To be done = Filter the rows below and copy out each line containing the word "background", leaving out all other lines.

Raw data =
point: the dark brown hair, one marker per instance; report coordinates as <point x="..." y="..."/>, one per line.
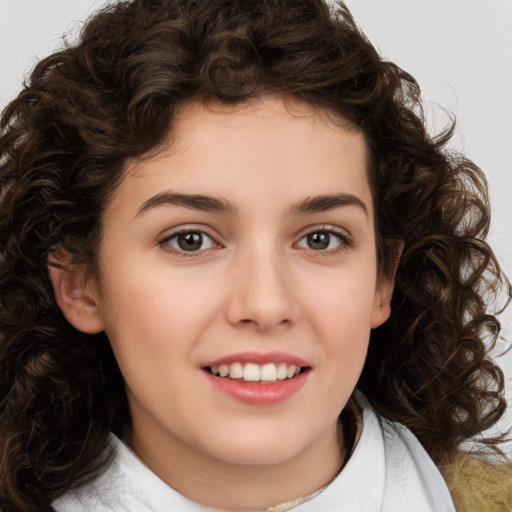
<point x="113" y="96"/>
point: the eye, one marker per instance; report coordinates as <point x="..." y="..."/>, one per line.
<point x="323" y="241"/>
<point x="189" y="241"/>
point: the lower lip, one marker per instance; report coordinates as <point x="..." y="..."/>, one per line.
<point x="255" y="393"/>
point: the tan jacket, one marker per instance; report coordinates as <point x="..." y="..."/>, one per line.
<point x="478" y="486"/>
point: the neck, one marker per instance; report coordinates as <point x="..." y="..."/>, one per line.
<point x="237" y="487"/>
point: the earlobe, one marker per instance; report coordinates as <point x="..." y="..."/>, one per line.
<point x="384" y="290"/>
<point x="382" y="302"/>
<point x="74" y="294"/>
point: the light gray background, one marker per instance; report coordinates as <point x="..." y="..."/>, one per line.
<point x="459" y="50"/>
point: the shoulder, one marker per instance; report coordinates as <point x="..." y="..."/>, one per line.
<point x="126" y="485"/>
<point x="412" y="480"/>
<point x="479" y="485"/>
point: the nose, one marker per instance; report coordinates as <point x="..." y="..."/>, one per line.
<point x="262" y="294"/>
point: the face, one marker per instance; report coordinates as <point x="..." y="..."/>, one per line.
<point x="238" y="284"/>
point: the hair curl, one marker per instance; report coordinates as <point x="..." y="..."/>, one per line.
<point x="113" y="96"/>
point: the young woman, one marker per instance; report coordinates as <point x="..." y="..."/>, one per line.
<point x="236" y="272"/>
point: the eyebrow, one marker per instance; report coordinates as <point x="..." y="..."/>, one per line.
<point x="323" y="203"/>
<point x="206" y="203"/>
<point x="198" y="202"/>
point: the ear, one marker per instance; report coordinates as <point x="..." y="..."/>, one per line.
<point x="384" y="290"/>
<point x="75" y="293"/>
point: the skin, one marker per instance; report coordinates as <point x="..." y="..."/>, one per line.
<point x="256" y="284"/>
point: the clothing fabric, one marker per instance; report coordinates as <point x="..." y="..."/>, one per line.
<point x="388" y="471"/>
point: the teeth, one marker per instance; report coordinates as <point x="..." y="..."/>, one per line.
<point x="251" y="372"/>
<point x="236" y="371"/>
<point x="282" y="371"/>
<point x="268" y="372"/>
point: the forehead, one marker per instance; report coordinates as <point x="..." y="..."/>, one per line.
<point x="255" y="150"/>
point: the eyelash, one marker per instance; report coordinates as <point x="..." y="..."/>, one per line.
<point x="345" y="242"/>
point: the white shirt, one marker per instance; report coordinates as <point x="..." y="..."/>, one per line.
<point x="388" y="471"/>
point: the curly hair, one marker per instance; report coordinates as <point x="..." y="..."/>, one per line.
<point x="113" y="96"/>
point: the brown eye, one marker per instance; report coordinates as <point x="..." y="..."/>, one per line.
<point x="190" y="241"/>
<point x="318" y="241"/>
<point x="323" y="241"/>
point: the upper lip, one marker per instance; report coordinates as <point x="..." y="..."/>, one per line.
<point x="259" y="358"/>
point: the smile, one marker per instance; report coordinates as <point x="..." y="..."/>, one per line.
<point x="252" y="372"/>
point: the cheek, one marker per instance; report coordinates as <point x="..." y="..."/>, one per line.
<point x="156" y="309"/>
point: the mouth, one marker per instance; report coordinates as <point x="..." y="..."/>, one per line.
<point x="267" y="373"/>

---

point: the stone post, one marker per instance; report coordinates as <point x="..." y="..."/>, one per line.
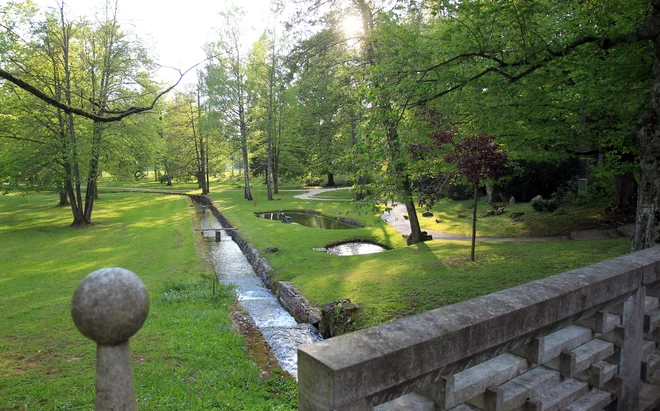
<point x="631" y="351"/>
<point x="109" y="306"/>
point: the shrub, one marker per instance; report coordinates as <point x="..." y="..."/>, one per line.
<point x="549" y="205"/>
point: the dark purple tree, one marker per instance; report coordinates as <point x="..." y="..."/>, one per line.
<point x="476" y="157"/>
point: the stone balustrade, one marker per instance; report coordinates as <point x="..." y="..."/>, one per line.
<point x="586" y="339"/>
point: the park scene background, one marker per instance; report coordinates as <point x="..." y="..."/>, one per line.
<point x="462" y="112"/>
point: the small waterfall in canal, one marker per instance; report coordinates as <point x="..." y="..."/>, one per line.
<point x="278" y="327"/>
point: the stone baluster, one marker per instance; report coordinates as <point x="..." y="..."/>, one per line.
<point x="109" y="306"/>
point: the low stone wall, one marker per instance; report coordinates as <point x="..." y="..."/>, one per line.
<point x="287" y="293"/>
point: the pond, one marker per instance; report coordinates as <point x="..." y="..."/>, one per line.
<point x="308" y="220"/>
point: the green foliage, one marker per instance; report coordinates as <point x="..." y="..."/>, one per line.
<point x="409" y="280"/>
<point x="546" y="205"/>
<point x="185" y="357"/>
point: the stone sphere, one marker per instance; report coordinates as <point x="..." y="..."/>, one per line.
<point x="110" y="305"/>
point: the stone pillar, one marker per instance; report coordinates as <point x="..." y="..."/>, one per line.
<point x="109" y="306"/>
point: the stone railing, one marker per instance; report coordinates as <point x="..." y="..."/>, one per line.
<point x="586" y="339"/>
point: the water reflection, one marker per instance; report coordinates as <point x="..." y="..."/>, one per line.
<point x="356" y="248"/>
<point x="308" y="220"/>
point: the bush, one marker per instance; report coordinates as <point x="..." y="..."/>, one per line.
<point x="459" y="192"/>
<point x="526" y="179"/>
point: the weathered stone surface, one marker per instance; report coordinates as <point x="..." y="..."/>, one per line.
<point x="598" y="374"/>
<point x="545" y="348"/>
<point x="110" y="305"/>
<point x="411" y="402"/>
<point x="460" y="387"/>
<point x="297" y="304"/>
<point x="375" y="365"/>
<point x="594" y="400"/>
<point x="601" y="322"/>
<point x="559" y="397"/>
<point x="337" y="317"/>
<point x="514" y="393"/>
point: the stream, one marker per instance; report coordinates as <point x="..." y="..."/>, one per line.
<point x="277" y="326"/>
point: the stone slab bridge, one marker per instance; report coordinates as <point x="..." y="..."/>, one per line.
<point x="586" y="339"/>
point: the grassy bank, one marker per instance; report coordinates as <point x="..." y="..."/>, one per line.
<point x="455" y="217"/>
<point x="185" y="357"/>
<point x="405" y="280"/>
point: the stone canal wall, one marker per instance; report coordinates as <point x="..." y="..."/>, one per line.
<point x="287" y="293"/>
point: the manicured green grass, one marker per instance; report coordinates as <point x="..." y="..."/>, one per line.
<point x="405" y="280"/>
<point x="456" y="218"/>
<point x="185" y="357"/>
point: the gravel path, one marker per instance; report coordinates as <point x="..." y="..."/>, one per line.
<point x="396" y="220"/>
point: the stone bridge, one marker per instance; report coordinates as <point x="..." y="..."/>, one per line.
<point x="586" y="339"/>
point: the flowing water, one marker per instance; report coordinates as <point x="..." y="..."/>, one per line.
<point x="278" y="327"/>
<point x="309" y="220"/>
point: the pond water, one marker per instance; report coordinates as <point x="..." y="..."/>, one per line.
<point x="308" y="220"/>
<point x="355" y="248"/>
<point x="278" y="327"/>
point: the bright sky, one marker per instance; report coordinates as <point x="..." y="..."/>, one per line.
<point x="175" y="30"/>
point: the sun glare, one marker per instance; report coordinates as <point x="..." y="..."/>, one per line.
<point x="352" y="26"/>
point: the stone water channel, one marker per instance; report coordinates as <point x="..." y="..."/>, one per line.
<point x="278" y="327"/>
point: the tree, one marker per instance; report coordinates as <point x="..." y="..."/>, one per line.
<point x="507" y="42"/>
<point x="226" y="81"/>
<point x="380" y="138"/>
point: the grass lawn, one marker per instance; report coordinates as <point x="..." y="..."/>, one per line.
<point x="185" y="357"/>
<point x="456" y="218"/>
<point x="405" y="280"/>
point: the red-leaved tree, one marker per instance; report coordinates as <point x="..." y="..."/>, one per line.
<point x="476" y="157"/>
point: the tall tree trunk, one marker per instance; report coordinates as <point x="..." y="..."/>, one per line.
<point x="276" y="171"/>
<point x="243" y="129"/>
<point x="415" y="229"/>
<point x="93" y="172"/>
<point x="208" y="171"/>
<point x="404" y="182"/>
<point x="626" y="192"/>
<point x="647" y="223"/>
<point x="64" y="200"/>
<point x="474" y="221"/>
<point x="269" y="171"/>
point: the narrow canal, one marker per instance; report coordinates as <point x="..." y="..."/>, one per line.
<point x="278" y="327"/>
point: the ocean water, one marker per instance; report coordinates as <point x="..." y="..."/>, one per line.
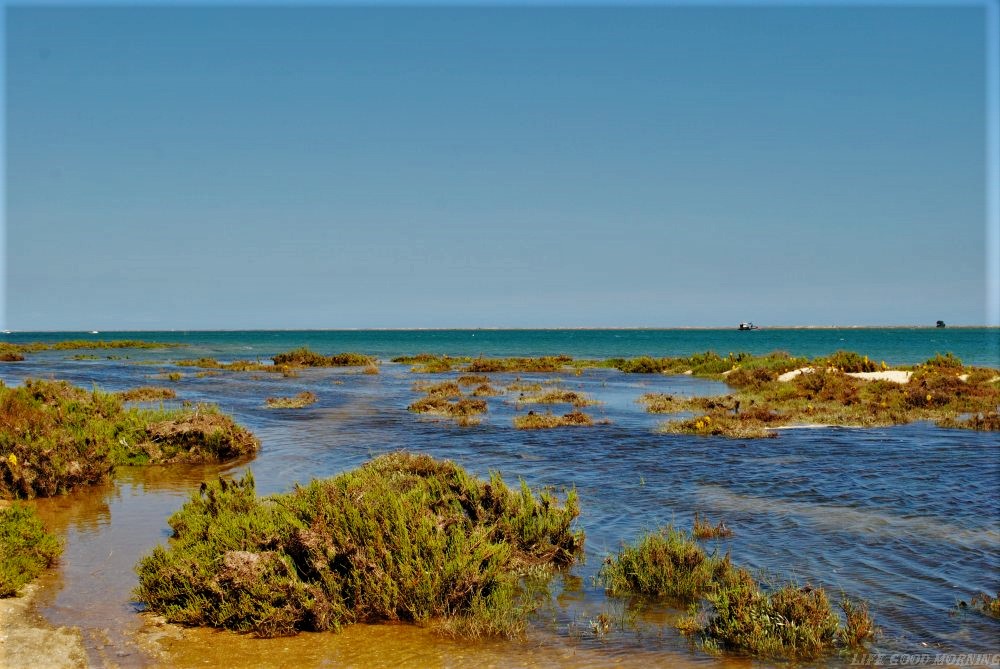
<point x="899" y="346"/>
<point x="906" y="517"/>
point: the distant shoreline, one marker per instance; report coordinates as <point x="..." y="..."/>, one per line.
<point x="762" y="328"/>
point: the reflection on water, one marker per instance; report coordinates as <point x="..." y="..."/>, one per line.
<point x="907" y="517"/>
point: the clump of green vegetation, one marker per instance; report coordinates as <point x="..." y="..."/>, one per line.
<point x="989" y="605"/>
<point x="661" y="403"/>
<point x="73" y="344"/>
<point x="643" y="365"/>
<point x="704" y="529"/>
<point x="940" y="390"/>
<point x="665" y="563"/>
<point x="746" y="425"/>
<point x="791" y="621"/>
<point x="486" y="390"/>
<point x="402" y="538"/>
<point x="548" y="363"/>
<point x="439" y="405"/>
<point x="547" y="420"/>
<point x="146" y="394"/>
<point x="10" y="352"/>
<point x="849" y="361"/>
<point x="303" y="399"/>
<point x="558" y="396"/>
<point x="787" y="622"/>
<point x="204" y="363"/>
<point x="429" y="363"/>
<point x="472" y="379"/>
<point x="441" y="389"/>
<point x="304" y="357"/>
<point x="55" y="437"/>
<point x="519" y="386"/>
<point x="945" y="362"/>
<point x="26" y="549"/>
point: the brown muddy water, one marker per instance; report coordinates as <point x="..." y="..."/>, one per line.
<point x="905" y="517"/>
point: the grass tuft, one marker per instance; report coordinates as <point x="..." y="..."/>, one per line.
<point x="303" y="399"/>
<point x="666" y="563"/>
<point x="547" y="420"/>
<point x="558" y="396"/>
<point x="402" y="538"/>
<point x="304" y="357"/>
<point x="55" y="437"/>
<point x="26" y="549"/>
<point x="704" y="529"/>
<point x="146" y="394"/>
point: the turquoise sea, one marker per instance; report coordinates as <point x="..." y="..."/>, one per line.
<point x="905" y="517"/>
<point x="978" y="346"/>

Solution for this task =
point: the light gray background, one marker per instance; report coordinates as <point x="..." y="..."/>, one per line.
point: the park scene background, one marker per instance; report coordinates as <point x="..." y="..."/>, one per line.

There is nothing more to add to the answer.